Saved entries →
....

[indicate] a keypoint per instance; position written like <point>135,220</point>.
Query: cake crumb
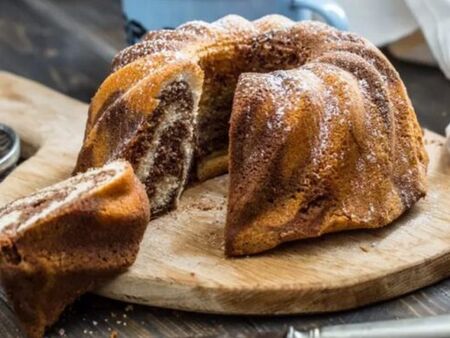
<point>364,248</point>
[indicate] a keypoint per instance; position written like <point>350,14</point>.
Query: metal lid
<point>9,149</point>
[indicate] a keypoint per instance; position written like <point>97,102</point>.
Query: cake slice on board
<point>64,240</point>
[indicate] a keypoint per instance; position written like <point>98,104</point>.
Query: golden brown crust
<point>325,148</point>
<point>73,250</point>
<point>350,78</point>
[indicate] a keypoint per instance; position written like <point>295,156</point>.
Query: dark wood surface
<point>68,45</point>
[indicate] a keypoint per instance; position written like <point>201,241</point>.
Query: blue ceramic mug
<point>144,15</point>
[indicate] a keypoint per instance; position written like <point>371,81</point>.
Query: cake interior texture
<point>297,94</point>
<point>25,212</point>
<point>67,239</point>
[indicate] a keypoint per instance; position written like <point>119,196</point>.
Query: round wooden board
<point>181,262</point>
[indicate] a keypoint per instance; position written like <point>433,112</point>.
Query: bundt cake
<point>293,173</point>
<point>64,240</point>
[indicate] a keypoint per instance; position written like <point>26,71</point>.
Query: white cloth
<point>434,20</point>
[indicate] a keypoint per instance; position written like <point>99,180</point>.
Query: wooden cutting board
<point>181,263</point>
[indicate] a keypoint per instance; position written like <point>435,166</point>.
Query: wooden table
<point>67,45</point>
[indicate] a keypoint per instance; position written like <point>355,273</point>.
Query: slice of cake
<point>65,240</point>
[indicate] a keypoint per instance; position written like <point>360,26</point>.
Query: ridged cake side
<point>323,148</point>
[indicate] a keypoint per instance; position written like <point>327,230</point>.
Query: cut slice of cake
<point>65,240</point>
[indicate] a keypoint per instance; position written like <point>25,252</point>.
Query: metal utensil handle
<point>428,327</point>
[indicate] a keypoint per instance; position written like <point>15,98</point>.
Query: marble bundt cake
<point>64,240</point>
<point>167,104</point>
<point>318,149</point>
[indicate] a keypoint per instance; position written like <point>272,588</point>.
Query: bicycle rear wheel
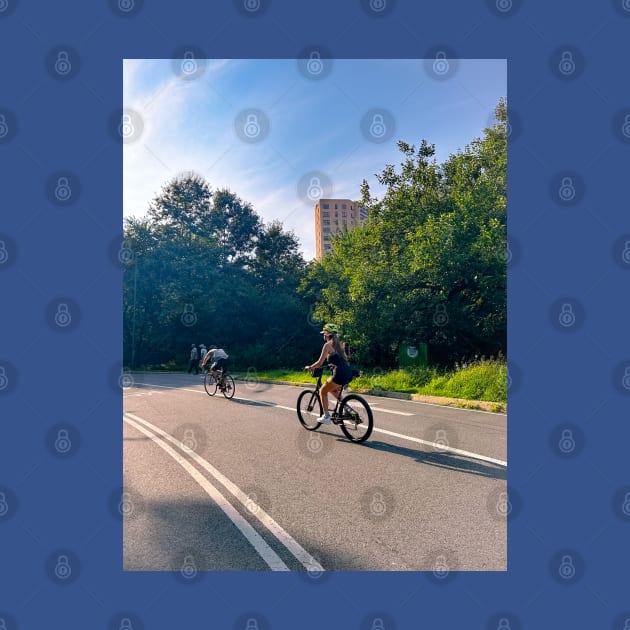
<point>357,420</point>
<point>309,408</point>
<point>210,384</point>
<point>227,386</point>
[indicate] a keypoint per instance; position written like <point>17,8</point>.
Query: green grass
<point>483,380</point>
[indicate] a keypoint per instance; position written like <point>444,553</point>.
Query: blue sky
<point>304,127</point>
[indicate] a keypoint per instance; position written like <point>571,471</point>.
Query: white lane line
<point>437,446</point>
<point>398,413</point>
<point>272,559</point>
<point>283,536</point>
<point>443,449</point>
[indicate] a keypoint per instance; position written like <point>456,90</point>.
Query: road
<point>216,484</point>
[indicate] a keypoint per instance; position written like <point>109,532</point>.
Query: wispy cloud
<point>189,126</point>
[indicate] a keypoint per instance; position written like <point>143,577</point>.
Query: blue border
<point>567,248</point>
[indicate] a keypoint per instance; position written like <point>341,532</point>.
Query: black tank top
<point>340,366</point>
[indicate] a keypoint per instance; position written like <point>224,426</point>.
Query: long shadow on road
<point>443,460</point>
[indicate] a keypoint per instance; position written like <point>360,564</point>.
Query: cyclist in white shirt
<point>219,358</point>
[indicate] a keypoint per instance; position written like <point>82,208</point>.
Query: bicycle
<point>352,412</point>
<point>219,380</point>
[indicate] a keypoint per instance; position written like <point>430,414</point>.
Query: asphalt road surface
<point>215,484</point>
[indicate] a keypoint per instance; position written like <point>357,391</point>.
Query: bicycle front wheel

....

Try it →
Your job is to copy each entry exactly as written; the pictures do not go in.

Answer to the problem →
[indicate] a keypoint per instance; position written like <point>135,220</point>.
Query: cake crumb
<point>364,248</point>
[indicate] a keypoint per instance; position written like <point>350,14</point>.
Query: metal lid
<point>9,149</point>
[indicate] a keypoint per instance; position written like <point>97,102</point>.
Query: cake slice on board
<point>64,240</point>
[indicate] a keypoint per instance; position written like <point>98,104</point>.
Query: golden brown crust
<point>325,148</point>
<point>73,250</point>
<point>350,78</point>
[indicate] a keypoint per instance; position written like <point>295,156</point>.
Query: dark wood surface
<point>68,45</point>
[indicate] a keypoint per instance; position written like <point>201,241</point>.
Query: blue ceramic mug
<point>144,15</point>
[indicate] a keypoint per instance; position written like <point>371,81</point>.
Query: cake interior texture
<point>297,94</point>
<point>25,212</point>
<point>67,239</point>
[indicate] a keypoint per instance; position written like <point>119,196</point>.
Query: round wooden board
<point>181,262</point>
[indicate] a keypoint per instance; position written like <point>433,112</point>.
Query: bundt cake
<point>293,173</point>
<point>64,240</point>
[indicate] a keypoint per instance; position written like <point>26,71</point>.
Query: white cloth
<point>434,20</point>
[indicate] a keypoint per instance; position written like <point>99,180</point>.
Query: wooden cutting board
<point>181,263</point>
[indicate] a keypoint per instance; position written like <point>435,166</point>.
Query: wooden table
<point>67,45</point>
[indicate] a keypoint per instance; position written like <point>355,273</point>.
Query: slice of cake
<point>65,240</point>
[indicate] a keypoint per instance; position written like <point>360,26</point>.
Query: ridged cake side
<point>323,148</point>
[indicate] a keypoint per instance; position written like <point>327,230</point>.
Query: cut slice of cake
<point>65,240</point>
[indicate] a keypoint per instance; position written like <point>25,252</point>.
Query: metal utensil handle
<point>428,327</point>
[indicate] a keypoint per instance; position written like <point>15,98</point>.
Query: marble bundt cake
<point>64,240</point>
<point>167,104</point>
<point>318,149</point>
[indicate] a keypoint per instance; position written like <point>272,588</point>.
Query: bicycle rear wheel
<point>357,420</point>
<point>309,408</point>
<point>210,384</point>
<point>227,386</point>
[indicate] a keypoint per instance; position written like <point>17,8</point>.
Query: green grass
<point>483,380</point>
[indicate] a keypoint per instance; position written like <point>444,553</point>.
Query: blue sky
<point>304,127</point>
[indicate] a keypoint per instance; position written like <point>571,471</point>.
Query: white lane line
<point>437,446</point>
<point>398,413</point>
<point>272,559</point>
<point>283,536</point>
<point>443,449</point>
[indicate] a keypoint per instance; position written like <point>456,90</point>.
Query: road
<point>216,484</point>
[indicate] a keypoint per instance; position written like <point>109,532</point>.
Query: wispy cloud
<point>189,126</point>
[indicate] a keypoint per instance; position written like <point>143,577</point>.
Query: blue border
<point>567,248</point>
[indicate] a keypoint per instance; position written like <point>341,532</point>.
Query: black tank top
<point>340,366</point>
[indicate] a keypoint per instance; position written like <point>224,426</point>.
Query: long shadow on road
<point>443,460</point>
[indicate] a keypoint per instance; position written like <point>360,564</point>.
Query: cyclist in white shirt
<point>219,358</point>
[indicate] a keypoint per instance; position written like <point>82,208</point>.
Query: bicycle
<point>352,412</point>
<point>219,380</point>
[indicate] a keypoint per instance; position written like <point>430,414</point>.
Query: asphalt road surface
<point>215,484</point>
[indicate] a keypoint per instance; position written like <point>357,391</point>.
Query: bicycle front wheel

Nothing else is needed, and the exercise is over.